[Exercise prompt]: In the data below, quote word for word every line from the one containing "the white console" through the one containing "[551,305,640,427]", with both of those lines included.
◇ ◇ ◇
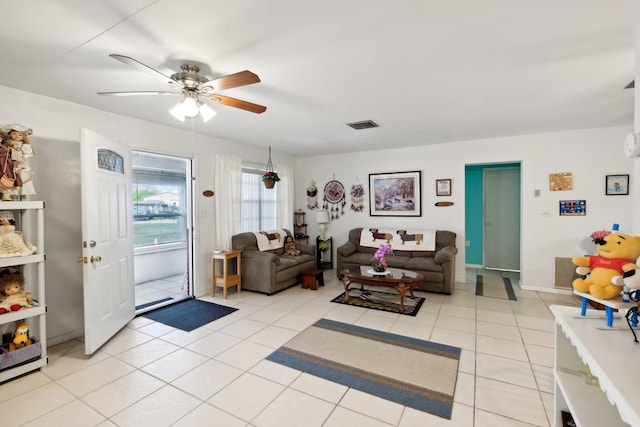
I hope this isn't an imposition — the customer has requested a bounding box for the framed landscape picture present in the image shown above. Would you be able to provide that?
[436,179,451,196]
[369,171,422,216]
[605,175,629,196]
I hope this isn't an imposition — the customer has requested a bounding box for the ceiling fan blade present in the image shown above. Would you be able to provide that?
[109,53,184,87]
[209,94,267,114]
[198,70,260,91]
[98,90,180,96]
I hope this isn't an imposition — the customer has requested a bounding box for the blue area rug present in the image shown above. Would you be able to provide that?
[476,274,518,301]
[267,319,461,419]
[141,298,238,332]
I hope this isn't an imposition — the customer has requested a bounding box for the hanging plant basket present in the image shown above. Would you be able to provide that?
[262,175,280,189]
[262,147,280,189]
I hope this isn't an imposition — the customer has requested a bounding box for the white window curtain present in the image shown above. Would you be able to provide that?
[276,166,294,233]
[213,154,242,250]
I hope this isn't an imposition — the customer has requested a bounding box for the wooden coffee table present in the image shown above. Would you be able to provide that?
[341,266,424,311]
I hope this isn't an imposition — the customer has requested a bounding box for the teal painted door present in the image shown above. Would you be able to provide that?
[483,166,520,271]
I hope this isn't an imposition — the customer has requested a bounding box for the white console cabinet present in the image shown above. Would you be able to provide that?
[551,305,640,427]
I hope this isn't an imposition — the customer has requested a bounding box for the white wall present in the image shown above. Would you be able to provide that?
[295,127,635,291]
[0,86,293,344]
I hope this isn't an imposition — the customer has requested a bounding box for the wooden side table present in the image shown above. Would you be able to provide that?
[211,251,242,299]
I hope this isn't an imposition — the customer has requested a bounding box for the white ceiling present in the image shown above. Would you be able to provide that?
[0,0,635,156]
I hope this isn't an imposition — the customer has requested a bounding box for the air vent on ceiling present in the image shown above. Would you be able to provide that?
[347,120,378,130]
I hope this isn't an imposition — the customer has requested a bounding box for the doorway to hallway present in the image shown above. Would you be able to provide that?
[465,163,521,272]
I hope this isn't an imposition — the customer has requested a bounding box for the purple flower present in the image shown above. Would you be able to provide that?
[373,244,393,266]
◇ ◇ ◇
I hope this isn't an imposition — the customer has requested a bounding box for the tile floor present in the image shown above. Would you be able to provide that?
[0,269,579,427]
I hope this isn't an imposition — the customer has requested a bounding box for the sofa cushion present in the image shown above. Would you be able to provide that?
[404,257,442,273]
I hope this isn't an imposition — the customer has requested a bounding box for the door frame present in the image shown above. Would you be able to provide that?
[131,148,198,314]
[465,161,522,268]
◇ ◇ ◇
[Written response]:
I hope this isn't an imposition — the customer has requested a bounding box for the white console cabinet present in the image shown above. Would you be able to provide that?
[551,305,640,427]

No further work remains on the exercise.